What to work on
Go through the material below and copy each line exactly.

<<<<

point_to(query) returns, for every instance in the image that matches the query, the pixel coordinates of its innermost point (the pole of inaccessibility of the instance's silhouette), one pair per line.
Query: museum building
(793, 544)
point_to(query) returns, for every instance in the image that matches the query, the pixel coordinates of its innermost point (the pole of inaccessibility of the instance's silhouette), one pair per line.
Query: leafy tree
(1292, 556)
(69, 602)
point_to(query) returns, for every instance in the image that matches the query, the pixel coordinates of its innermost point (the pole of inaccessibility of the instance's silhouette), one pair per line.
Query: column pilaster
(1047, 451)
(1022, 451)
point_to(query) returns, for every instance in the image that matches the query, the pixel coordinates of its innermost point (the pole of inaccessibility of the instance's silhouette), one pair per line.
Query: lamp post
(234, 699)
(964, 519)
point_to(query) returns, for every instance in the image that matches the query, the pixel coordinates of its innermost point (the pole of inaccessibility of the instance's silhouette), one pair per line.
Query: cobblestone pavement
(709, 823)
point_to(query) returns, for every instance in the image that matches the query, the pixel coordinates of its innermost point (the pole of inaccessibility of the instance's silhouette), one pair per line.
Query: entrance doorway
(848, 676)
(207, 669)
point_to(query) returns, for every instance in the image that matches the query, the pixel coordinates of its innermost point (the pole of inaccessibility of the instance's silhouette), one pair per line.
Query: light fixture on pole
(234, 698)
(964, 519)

>>>>

Reply to the task
point_to(query) returns, for every instance in the image that matches the query, the pixel coordinates of its innermost point (the pole of inaccessibility of the instance's silhouette), one pair per line.
Query: museum building
(793, 544)
point_to(query) returns, for every instance in the image that matches the query, the pixel coordinates of its innermost point (the pole of inaccessibility of the instance's silhouette), one pair per line.
Query: leafy tree
(1292, 556)
(69, 602)
point_to(query) returns, for every instance in the image that matches the query, the pixel coordinates of its innermost point (the pole of inaccessibility of the instance's silhouette), one pair per line.
Query: column pilaster
(1047, 451)
(1022, 451)
point_to(query) returns, for every instance in the image that matches the query, the pixel coordinates of its innermost point (the pole of inaccessibility of the instance's silhouette), one pair per line.
Query: lamp post
(234, 699)
(964, 519)
point_to(query) returns, for every instance in the image that matches the query, the pixel coordinates of its innermost point (the pole of inaccessibility of the instance's silhouette), one pair per line.
Query: cobblestone pavement
(709, 823)
point_to(query) returns, for every instance in the image that matches the query, the pixel coordinates of its innermost point (the pole of inaccessibility of the instance's silhouette), one pair per line.
Query: entrance doorway
(848, 676)
(207, 669)
point_to(query) returns, for every instance in the image that matches the query, the pixel coordinates of its innermost point (the pole of inaccessibility of the instance's silhouette), one pair per line.
Query: light fixture on pole
(234, 698)
(964, 519)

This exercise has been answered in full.